→ **WHAT YOU WILL DO**: Type out all the records again exactly.

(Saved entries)
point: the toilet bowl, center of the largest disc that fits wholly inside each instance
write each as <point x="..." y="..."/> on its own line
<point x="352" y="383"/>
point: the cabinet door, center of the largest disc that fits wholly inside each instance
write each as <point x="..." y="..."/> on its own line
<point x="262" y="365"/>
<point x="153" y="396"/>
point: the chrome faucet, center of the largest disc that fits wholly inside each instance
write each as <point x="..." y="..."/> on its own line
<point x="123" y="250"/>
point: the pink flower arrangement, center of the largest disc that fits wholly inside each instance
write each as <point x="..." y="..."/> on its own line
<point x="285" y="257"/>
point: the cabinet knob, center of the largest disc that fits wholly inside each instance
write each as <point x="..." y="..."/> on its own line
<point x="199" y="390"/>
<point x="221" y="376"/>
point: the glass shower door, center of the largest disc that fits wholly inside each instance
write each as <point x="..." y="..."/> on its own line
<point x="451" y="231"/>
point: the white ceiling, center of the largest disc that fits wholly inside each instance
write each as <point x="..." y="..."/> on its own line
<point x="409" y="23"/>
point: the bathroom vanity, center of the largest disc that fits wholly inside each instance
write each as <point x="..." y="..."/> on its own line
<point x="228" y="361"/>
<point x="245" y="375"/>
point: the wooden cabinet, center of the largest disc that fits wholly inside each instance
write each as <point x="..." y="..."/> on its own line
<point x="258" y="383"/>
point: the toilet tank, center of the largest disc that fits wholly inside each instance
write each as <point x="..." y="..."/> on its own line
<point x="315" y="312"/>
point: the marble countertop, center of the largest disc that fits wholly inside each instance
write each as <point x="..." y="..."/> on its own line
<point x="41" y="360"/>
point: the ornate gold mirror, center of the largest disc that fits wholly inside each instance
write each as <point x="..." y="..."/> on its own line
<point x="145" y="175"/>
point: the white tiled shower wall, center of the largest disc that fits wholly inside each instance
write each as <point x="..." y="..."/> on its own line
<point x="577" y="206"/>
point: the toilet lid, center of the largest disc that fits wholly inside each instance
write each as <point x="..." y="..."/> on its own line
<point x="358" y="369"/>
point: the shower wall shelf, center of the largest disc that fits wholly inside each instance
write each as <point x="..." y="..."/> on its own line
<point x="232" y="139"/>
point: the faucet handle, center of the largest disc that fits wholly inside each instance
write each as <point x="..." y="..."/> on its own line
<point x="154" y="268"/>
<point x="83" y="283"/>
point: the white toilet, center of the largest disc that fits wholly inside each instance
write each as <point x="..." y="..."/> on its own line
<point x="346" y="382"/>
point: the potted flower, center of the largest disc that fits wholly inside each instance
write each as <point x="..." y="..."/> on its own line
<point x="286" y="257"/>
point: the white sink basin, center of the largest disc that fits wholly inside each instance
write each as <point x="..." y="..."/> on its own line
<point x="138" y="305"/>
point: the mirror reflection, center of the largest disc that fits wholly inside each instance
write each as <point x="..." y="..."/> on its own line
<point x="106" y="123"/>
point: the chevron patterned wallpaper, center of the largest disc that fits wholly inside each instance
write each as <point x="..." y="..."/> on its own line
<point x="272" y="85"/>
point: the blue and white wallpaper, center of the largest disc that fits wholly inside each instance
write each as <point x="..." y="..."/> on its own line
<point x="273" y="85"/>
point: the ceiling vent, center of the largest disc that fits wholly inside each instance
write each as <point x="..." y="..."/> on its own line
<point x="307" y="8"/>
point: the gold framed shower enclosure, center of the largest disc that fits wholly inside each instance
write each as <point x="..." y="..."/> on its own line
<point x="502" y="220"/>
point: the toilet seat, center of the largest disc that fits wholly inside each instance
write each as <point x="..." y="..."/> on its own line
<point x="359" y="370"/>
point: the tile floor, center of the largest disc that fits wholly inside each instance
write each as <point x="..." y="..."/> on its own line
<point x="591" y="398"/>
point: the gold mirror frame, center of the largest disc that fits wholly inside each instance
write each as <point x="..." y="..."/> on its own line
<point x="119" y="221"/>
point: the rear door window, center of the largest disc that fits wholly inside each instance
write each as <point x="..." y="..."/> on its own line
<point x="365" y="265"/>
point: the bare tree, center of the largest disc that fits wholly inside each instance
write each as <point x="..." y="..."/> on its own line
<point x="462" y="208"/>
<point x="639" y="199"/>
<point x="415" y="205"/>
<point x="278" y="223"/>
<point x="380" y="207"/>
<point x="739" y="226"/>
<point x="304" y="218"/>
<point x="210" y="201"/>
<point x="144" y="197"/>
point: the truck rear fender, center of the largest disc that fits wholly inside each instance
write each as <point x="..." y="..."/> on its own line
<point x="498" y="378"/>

→ **ANSWER TO THIS EXERCISE**:
point: the toilet bowl, center of the largest disc that fits wholly inside each instance
write each as <point x="..." y="..."/> on its own line
<point x="352" y="383"/>
point: the cabinet door, center of the largest disc that fits wholly inside each instance
write each as <point x="..." y="..."/> on its own line
<point x="262" y="365"/>
<point x="153" y="396"/>
point: the chrome faucet, center of the largest disc that fits wholly inside each instance
write each as <point x="..." y="..."/> on its own line
<point x="123" y="250"/>
point: the pink flower arrangement, center of the largest disc that fits wholly inside each instance
write each as <point x="..." y="..."/> on its own line
<point x="285" y="257"/>
point: the cabinet knob, center of the largest disc that fits wholly inside each instance
write each as <point x="..." y="..."/> on its own line
<point x="199" y="390"/>
<point x="221" y="376"/>
point: the glass shower door, center of the largest disc that fits wholly inside each instance
write each as <point x="..." y="..."/> on its own line
<point x="451" y="231"/>
point: the white ceiling, center of the largest disc that fits wholly inside each instance
write each as <point x="..." y="..."/> on its own line
<point x="409" y="23"/>
point: the bathroom vanity, center of the largest disc that fits wholly inside each instance
write each as <point x="..." y="..."/> on its own line
<point x="228" y="361"/>
<point x="245" y="375"/>
point: the wooden cabinet, center of the largest disc that fits wholly inside each instance
write each as <point x="..." y="..."/> on its own line
<point x="258" y="383"/>
point: the toilet tank, center of the largest disc that fits wholly inside each instance
write each as <point x="..." y="..."/> on its own line
<point x="315" y="312"/>
point: the marble countertop, center of the largest disc that fits wholly inside each instance
write each as <point x="..." y="..."/> on its own line
<point x="41" y="360"/>
point: the ornate gold mirror, center of the largest disc that fits wholly inside each instance
write each as <point x="..." y="..."/> on its own line
<point x="145" y="175"/>
point: the white tiled shower wall, center of the largest disc that fits wholly inside each instance
write each as <point x="..." y="..."/> on its own line
<point x="577" y="206"/>
point: the toilet lid, center of the largest disc that fits wholly inside each instance
write each as <point x="..." y="..."/> on its own line
<point x="358" y="369"/>
point: the shower wall shelf, center of the largest disc that fits wholly inside each instance
write each as <point x="..." y="..."/> on its own line
<point x="232" y="139"/>
point: the faucet handle, center of the largest disc that fits wholly inside each instance
write each as <point x="..." y="..."/> on its own line
<point x="154" y="268"/>
<point x="83" y="283"/>
point: the white toilet, center of the largest disc that fits wholly inside each instance
write each as <point x="..." y="..."/> on its own line
<point x="346" y="382"/>
point: the potted flower, center of the largest disc that fits wholly inside each instance
write each as <point x="..." y="..."/> on its own line
<point x="286" y="257"/>
point: the white sink basin, center of the largest disc that fits wholly inside each instance
write each as <point x="..." y="..."/> on its own line
<point x="138" y="305"/>
point: the mirror reflection, center of the largest disc that fits wholly inside each instance
write each as <point x="..." y="..."/> on its own line
<point x="106" y="123"/>
point: the chevron patterned wallpaper, center of the largest disc that fits wholly inside each instance
write each as <point x="..." y="..."/> on its own line
<point x="272" y="85"/>
point: the blue and white wallpaper, center of the largest disc that fits wholly inside each instance
write each as <point x="..." y="..."/> on its own line
<point x="273" y="85"/>
point: the ceiling vent, center of the largest disc that fits wholly inside each instance
write each as <point x="..." y="..."/> on its own line
<point x="307" y="8"/>
point: the gold framed shower enclosure, center of the largest disc that fits wholly inside each instance
write each as <point x="..." y="..."/> on its own line
<point x="502" y="220"/>
point: the toilet seat, center of the largest disc that fits wholly inside each instance
write each as <point x="..." y="..."/> on its own line
<point x="359" y="370"/>
point: the tile floor, center of the largest disc that fits wholly inside each instance
write each as <point x="..." y="..."/> on its own line
<point x="591" y="398"/>
point: the gold mirror frame, center of the largest disc that fits wholly inside each instance
write each as <point x="..." y="..."/> on its own line
<point x="119" y="221"/>
point: the rear door window, center of the largest disc that fits wholly inside each instance
write each as <point x="..." y="..."/> on its own line
<point x="365" y="265"/>
point: the bare tree, center of the largest disc that fits wholly inside each instance
write each as <point x="..." y="..."/> on its own line
<point x="462" y="208"/>
<point x="639" y="199"/>
<point x="415" y="205"/>
<point x="278" y="223"/>
<point x="380" y="207"/>
<point x="739" y="226"/>
<point x="304" y="218"/>
<point x="210" y="201"/>
<point x="144" y="197"/>
point: the truck rear fender, center of the largest disc that fits wholly inside each instance
write each as <point x="..." y="..."/> on its own line
<point x="498" y="378"/>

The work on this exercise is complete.